## Task inputs

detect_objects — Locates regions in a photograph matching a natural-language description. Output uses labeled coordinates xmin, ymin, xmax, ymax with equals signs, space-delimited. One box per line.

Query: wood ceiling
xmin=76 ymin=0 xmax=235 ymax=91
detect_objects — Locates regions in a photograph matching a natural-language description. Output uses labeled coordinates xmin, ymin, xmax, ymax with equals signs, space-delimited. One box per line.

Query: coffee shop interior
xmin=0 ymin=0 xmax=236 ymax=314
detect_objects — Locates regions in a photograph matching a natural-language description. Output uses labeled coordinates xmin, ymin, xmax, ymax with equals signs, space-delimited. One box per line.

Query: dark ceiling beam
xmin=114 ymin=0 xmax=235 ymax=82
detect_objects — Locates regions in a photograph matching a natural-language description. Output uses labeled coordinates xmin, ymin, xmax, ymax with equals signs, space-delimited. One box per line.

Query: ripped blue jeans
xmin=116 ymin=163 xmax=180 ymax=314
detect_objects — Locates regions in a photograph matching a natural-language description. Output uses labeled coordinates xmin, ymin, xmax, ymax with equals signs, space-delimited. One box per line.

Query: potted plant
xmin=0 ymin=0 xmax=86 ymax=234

## Set task
Write out all of the lines above again, swapping every "Query" for "Prompt" and leaving everything else unchanged.

## Full response
detect_objects — Locates regions in a photograph matching a natural-language description. Output uses labeled coordinates xmin, ymin, xmax, ymax with equals signs, space-delimited. One box per line.

Prompt: wood ceiling
xmin=76 ymin=0 xmax=235 ymax=91
detect_objects — Locates regions in a photograph matching a natural-language description. Output uses labeled coordinates xmin, ymin, xmax, ymax with equals signs, space-delimited. One box per line.

Prompt: coffee shop interior
xmin=0 ymin=0 xmax=236 ymax=314
detect_objects — Locates regions in a photograph matching a natural-language description. Output uses labeled coordinates xmin, ymin, xmax, ymax with equals signs, space-delimited. One box per line.

Prompt: dark ceiling beam
xmin=114 ymin=0 xmax=235 ymax=82
detect_objects — Locates regions in a photograph matching a natural-language description. Output uses labeled coordinates xmin, ymin, xmax, ymax with equals signs, space-delimited. One box per line.

Prompt: ripped blue jeans
xmin=116 ymin=163 xmax=180 ymax=314
detect_objects — Locates regions in a photograph matching a natural-language description. Output uses labeled coordinates xmin, ymin, xmax, ymax with equals signs, space-delimited. One box per line.

Prompt: potted plant
xmin=0 ymin=0 xmax=86 ymax=234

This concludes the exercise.